Sociologie «La Distinction» : Pierre Bourdieu mis en cases et en bulles

par Olivier Monod   publié le 4 novembre 2023

L’autrice Tiphaine Rivière prend le pari, réussi, de vulgariser en BD l’écrit du sociologue à travers les élèves d’un prof de lycée enthousiaste.

«On est un groupe de chips qui essaie de rentrer dans une boîte de macarons.» Quand Talia, Pierre et Omar, trois ados issus de la petite bourgeoisie ou de milieux populaires vont suivre un cours aux Beaux-Arts, ils ne se sentent pas vraiment à l’aise malgré l’«entrée libre et gratuite». Talia, Pierre et Omar sont des personnages de la nouvelle bande dessinée de Tiphaine Rivière, la Distinction (la Découverte-Delcourt), librement inspirée du livre du même nom de Pierre Bourdieu. Vulgariser le sociologue en BD, voilà donc le projet de l’autrice de Carnets de thèse (Seuil, 2015) et de l’Invasion des imbéciles (Seuil, 2019).

Loin de la forme usuelle des bouquins de socio, Tiphaine Rivière raconte l’histoire d’un prof de SES, M. Coëtker, immédiatement rebaptisé par ses élèves «M. Kékette», qui se met en tête d’enseigner Bourdieu à ses élèves d’un lycée de périphérie parisienne. Au fil des 200 pages de l’ouvrage, les élèves, leur famille, le prof, sa famille, son colocataire, sa famille servent petit à petit d’exemples pour illustrer le propos du sociologue pour qui la classe sociale conditionne les goûts d’un individu. Une diversité de personnages qui permet à Tiphaine Rivière d’allier nuance et humour. «Tous les personnages ne sont pas au même niveau de caricature. Je voulais éviter de décevoir le lecteur par manque de finesse. En même temps, j’aime les grosses caricatures, cela permet de faire des personnages plus drôles», explique l’autrice à Libé.

«T’es pas foutue de ranger tes chaussettes»

▶ DONNÉES EXTRAITES:
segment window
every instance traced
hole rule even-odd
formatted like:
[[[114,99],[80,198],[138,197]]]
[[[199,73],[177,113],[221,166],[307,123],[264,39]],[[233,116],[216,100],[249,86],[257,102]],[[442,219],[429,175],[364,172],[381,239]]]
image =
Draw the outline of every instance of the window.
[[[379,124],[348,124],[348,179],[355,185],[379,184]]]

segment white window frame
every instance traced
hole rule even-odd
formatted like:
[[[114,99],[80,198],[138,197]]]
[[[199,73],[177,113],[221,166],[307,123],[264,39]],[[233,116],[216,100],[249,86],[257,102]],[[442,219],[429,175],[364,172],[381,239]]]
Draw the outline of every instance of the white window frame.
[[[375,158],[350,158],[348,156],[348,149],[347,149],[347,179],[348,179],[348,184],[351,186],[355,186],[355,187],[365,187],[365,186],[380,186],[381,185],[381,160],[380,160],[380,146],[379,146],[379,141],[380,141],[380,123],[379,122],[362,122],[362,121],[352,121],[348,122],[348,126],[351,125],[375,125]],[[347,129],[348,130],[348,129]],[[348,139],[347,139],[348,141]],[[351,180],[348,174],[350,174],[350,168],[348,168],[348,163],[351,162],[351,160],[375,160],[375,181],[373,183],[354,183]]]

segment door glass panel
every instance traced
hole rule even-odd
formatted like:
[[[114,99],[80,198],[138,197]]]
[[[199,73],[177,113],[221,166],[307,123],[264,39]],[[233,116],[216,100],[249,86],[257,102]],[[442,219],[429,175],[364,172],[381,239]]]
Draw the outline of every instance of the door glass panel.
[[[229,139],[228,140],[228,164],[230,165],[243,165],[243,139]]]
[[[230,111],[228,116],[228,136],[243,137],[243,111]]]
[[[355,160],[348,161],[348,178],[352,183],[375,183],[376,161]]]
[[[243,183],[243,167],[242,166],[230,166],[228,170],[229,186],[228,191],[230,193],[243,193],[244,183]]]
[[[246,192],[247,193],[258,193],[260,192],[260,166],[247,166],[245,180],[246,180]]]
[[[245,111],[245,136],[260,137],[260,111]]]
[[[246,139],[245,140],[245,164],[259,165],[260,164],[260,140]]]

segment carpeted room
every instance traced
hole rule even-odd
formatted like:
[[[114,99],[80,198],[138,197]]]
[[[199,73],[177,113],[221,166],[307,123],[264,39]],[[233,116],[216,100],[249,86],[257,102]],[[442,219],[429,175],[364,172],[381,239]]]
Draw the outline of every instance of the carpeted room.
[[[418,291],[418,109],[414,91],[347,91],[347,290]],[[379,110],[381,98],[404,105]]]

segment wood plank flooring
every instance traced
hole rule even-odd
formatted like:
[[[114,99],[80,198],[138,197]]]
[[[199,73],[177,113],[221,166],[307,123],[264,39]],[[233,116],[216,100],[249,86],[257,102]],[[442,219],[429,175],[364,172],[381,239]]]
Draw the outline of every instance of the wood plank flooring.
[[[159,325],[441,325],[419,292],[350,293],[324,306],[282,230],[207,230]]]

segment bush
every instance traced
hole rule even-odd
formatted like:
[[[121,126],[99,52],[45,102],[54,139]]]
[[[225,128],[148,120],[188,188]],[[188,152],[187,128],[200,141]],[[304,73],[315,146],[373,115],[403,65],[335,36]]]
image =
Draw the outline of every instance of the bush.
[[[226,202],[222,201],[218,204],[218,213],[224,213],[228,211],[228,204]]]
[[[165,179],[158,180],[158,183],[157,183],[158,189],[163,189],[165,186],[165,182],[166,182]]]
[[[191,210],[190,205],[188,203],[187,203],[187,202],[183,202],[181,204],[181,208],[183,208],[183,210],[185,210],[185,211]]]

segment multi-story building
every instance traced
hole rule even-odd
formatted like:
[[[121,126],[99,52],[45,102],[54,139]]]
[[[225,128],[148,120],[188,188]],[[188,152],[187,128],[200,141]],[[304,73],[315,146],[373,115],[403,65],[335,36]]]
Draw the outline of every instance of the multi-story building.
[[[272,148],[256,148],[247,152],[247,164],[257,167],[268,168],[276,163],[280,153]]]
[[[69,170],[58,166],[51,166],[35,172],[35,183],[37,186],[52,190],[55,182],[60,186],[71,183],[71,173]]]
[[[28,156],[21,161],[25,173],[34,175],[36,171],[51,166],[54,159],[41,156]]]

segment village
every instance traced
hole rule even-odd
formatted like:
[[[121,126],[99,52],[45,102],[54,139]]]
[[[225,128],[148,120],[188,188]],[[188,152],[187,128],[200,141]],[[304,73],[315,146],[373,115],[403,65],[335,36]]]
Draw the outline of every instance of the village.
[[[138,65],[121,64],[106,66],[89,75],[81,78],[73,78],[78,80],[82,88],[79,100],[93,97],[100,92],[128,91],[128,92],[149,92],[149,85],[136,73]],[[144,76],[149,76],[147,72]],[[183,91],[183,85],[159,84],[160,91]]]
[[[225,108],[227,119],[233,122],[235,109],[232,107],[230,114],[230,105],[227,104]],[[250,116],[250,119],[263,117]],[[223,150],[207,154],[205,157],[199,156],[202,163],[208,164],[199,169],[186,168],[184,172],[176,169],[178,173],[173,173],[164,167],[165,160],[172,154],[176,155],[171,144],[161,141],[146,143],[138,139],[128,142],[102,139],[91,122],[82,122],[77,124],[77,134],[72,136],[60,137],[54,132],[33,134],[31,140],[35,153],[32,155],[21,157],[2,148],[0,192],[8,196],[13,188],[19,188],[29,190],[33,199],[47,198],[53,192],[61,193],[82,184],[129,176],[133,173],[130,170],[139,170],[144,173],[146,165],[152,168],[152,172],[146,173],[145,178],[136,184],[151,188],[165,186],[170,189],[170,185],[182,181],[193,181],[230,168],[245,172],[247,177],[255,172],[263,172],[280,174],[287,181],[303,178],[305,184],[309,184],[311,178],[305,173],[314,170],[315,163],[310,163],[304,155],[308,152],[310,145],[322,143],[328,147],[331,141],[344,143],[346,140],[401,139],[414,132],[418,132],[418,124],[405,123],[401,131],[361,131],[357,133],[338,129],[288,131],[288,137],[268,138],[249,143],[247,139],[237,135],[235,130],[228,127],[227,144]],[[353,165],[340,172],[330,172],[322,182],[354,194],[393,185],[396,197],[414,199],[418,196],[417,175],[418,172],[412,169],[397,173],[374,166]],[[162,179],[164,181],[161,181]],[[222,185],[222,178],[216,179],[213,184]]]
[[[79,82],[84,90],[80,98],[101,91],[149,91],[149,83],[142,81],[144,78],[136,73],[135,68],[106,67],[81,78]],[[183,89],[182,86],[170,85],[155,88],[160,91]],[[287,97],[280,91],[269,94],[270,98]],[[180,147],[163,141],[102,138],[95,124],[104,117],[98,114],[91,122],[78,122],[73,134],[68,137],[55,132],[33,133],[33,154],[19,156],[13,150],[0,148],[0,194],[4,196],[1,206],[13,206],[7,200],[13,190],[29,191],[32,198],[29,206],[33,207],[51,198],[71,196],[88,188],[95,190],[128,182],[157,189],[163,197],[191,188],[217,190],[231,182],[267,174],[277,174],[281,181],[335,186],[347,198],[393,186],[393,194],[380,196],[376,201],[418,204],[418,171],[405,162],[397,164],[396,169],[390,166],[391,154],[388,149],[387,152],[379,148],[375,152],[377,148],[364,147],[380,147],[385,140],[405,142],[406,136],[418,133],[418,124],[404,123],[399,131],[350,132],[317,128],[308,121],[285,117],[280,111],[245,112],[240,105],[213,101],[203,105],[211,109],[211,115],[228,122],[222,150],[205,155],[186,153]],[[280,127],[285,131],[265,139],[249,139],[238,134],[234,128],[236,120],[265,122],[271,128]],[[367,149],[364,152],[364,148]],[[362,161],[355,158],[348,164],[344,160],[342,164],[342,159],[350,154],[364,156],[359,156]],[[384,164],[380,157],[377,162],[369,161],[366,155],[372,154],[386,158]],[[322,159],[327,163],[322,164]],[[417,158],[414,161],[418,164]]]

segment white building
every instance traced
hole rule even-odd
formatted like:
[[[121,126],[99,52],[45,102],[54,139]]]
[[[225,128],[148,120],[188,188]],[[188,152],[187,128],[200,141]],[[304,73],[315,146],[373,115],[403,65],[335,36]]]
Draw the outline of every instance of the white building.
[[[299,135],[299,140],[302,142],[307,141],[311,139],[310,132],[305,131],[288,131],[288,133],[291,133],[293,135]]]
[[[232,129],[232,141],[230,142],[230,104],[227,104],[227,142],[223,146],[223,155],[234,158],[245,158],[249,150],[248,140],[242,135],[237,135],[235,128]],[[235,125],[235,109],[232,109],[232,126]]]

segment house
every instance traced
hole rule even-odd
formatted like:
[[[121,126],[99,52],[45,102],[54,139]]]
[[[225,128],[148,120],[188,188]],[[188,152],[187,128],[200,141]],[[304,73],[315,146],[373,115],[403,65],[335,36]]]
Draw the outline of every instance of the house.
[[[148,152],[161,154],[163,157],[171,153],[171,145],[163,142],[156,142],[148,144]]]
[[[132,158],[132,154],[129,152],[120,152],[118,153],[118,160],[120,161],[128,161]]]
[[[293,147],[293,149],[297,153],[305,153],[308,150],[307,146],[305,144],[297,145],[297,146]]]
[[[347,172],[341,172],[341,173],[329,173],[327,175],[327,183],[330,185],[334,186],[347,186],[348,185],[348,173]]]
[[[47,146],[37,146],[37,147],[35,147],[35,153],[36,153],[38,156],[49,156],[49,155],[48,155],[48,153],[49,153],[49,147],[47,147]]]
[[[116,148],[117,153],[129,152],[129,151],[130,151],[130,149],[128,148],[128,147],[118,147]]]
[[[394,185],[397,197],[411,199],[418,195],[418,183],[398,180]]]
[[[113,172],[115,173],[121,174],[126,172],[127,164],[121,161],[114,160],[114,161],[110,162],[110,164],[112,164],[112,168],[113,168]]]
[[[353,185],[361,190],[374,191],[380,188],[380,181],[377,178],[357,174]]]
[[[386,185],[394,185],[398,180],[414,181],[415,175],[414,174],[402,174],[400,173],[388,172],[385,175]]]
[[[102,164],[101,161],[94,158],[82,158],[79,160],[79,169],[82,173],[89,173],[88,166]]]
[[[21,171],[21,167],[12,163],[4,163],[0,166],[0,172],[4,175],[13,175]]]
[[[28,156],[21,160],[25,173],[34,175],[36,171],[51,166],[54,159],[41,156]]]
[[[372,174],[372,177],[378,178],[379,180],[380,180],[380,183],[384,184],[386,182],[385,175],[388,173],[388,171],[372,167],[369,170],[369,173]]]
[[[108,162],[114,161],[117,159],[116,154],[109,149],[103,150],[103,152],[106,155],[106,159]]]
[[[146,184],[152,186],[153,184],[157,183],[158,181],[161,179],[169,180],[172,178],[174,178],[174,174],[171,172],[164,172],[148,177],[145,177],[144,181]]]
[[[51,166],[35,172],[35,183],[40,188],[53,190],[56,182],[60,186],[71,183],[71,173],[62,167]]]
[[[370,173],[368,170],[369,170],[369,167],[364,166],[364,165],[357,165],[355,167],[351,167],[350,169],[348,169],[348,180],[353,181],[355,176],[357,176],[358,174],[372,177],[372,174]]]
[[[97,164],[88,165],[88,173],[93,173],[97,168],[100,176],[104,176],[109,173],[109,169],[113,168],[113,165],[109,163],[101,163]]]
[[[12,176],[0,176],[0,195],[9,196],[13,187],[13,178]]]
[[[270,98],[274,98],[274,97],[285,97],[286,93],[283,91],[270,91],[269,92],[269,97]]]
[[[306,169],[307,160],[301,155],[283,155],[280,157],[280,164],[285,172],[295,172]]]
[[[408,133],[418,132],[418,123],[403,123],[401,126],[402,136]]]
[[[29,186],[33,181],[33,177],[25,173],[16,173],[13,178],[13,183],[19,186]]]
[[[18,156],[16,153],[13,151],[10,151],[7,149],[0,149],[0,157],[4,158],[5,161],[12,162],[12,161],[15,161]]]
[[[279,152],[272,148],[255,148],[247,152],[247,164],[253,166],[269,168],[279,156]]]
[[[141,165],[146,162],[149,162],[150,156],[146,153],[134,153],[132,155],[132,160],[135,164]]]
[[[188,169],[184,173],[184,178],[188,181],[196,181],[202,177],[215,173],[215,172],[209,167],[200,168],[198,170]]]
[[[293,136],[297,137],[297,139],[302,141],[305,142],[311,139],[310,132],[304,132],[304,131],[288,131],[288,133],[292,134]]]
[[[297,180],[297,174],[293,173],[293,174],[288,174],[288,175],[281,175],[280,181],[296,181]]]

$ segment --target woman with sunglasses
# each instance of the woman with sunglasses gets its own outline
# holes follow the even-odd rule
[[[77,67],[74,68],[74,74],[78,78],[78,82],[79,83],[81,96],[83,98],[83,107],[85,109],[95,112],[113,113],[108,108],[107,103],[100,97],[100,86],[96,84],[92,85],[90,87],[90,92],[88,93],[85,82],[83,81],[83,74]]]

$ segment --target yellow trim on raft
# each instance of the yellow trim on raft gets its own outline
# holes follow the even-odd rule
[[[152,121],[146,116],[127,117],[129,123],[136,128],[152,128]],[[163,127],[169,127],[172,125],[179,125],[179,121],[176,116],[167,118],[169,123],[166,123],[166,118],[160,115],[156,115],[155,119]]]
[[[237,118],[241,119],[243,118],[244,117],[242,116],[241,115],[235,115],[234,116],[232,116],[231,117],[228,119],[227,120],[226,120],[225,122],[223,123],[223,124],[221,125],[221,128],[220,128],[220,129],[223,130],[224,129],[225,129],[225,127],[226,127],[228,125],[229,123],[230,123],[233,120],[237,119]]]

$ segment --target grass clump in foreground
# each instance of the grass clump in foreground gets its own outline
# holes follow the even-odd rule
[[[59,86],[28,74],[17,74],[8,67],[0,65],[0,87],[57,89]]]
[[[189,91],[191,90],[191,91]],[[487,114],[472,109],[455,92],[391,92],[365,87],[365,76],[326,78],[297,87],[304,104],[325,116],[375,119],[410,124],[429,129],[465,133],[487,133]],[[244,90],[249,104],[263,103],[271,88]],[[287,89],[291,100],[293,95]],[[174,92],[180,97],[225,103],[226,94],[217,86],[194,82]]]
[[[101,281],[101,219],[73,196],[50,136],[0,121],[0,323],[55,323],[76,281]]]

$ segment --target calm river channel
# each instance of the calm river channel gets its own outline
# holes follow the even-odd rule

▶ CONSIGNE 1: Reproduisez le passage de l'article sur la Distinction en BD, de « par Olivier Monod   publié » à « de lycée enthousiaste. ».
▶ CONSIGNE 2: Écrivez la suite de l'article sur la Distinction en BD, à partir de sa dernière phrase.

▶ RÉSULTAT ATTENDU 1:
par Olivier Monod   publié le 4 novembre 2023

L’autrice Tiphaine Rivière prend le pari, réussi, de vulgariser en BD l’écrit du sociologue à travers les élèves d’un prof de lycée enthousiaste.

▶ RÉSULTAT ATTENDU 2:
Les interactions entre ses personnages sont savoureuses. Le prof, M. Kékette donc, pousse ses élèves à soumettre leurs parents à un questionnaire sociologique. De quoi provoquer des échanges parfois tendus. «Ce n’est pas un hasard que l’adjectif “petit” peut être accolé à tout ce que dit, pense, fait le petit-bourgeois», lance ainsi Elodie à ses parents en citant Bourdieu. «Alors écoute-moi bien, j’ai 42 ans, et je sais très bien qui je suis. Tu crois avoir tout compris à 16 ans parce que tu as lu un bouquin mais t’es pas foutue de ranger tes chaussettes, tu ne sais même pas faire cuire des pâtes», lui rétorque sa mère à bout de nerfs face à cette crise d’ado sociologique. Tiphaine Rivière s’amuse : «L’idée du questionnaire m’est venue quand je travaillais sur le projet. Il fallait que je rencontre des gens ne venant pas de mon milieu social. Je me suis mise à poser des questions comme “De quel milieu social êtes-vous ?” à tout le monde. Cela suscite des débats et des discussions personnelles vraiment chouettes.»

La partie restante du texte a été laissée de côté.